*The task*: Please return the records below exactly as they stand.

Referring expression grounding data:
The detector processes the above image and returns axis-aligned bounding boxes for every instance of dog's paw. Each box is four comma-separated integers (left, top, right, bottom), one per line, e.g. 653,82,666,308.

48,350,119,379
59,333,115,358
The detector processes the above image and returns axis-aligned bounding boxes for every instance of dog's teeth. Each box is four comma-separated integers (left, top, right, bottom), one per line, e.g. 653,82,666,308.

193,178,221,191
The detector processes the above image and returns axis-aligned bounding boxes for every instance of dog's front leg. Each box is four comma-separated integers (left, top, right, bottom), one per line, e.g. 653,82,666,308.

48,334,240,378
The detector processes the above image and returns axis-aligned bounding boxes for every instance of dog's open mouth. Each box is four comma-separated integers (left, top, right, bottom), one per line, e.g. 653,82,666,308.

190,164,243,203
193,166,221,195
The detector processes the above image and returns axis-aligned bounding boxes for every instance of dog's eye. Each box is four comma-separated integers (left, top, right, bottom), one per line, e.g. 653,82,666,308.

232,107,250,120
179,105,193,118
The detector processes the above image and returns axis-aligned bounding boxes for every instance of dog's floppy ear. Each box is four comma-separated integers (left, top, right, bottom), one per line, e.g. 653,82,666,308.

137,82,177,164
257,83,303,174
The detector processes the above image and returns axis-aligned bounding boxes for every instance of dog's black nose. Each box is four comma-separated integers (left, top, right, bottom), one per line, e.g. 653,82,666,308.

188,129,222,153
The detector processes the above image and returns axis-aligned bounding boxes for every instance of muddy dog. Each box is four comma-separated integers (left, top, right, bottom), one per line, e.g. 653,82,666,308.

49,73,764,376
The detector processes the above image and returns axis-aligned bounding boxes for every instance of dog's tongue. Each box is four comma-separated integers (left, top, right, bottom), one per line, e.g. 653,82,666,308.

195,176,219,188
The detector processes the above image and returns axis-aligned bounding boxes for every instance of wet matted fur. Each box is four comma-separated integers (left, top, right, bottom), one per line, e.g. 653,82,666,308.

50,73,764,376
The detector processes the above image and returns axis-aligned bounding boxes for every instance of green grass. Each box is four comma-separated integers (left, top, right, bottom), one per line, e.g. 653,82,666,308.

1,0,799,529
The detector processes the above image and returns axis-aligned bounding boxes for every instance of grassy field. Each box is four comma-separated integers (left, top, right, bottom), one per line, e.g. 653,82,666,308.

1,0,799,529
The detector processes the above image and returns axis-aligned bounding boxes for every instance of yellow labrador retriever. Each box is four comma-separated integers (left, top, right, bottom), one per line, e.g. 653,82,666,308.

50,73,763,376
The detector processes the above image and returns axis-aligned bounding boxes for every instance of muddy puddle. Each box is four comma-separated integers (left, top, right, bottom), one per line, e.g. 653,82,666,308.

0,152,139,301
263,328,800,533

*Answer to this task*:
The detector processes the above image and returns axis-aligned bounding boxes for every instance of dog's paw. Each box is four comma-separated integers (left, top, right, bottom), one per line, e.g. 653,82,666,308.

48,350,119,379
59,333,115,358
The detector processes the above image and returns axis-aligned bounding boxes for every instance of dog's teeth. Each box is four comma-separated integers (left, top, right, bottom), one per line, e.g. 653,82,666,308.

193,178,221,191
The detector processes the above image and returns axis-aligned bounding boxes for every instance of dog's front leg. Each box is four comma-separated integers (left, top, right, bottom), one per line, e.g. 653,82,666,308.

48,334,240,378
The detector processes the above image and returns axis-aligned bounding boxes for every instance of dog's open mouth. Each box is four comma-separated integers (left, top, right, bottom), one per line, e.g. 653,82,666,308.

190,164,243,203
193,166,221,195
The detector processes the above image and returns axis-aligned bounding boxes for every instance of dog's eye. Each box is four comma-separated integers (left, top, right, bottom), one per line, e.g. 653,82,666,308.

232,107,250,120
179,105,193,118
The detector processes the above image and returns axis-aligned bounding boxes for every instance of dog's floppy ear. Each box is four comma-separated integers (left, top, right, bottom), one per line, e.g. 653,82,666,308.

137,82,177,164
257,83,303,174
The detector processes the above image and returns axis-aligned bounding boxes for every instance of dog's black nose. Each box is four comma-separated integers (left, top, right, bottom), one per line, e.g. 653,82,666,308.

188,129,222,153
The detector processes the above image and returns axis-aligned bounding boxes for every instance of muddy dog. Each box is four comma-separated integers (left, top, right, bottom), one per line, e.g. 653,82,666,308.

49,73,764,376
The detector processes the above image and returns axis-aligned bounding boxes for every instance of dog's tongue. Each box is four comma-separated integers (left, top, right, bottom), one per line, e.g. 653,82,666,308.

195,176,219,188
The detector processes the above image and returns axis-aligned bounding boxes for every instance of wet matted fur. Each box is four comma-separated integers (left, top, right, bottom), one per line, e.g. 653,82,666,308.

50,73,764,376
The detector processes the above image and returns axis-aligned bounding boxes for every instance of green grass. Each box is four comma-separated integers (left, top, right, bottom), one per line, e.g. 653,82,666,308.

1,0,799,529
The detector processes the above image and returns axis-aligned bounding boxes for every instance of grassy field. Each box is four comma-separated integers (left, top, right, bottom), one per line, e.g. 653,82,666,308.

1,0,799,529
The detector processes the above image and returns axis-aligned bounding boxes for every instance of yellow labrador retriever. Each box is four comma-separated integers (left, top, right, bottom), one per line, e.g. 653,82,666,308.

50,73,763,376
The detector processes the above image and returns axis-aligned bounding boxes for every instance of muddy puddle. Each box is four comma-separated integers (left, top, right, bottom), one per line, e.g. 653,82,666,308.

0,152,139,301
263,328,800,533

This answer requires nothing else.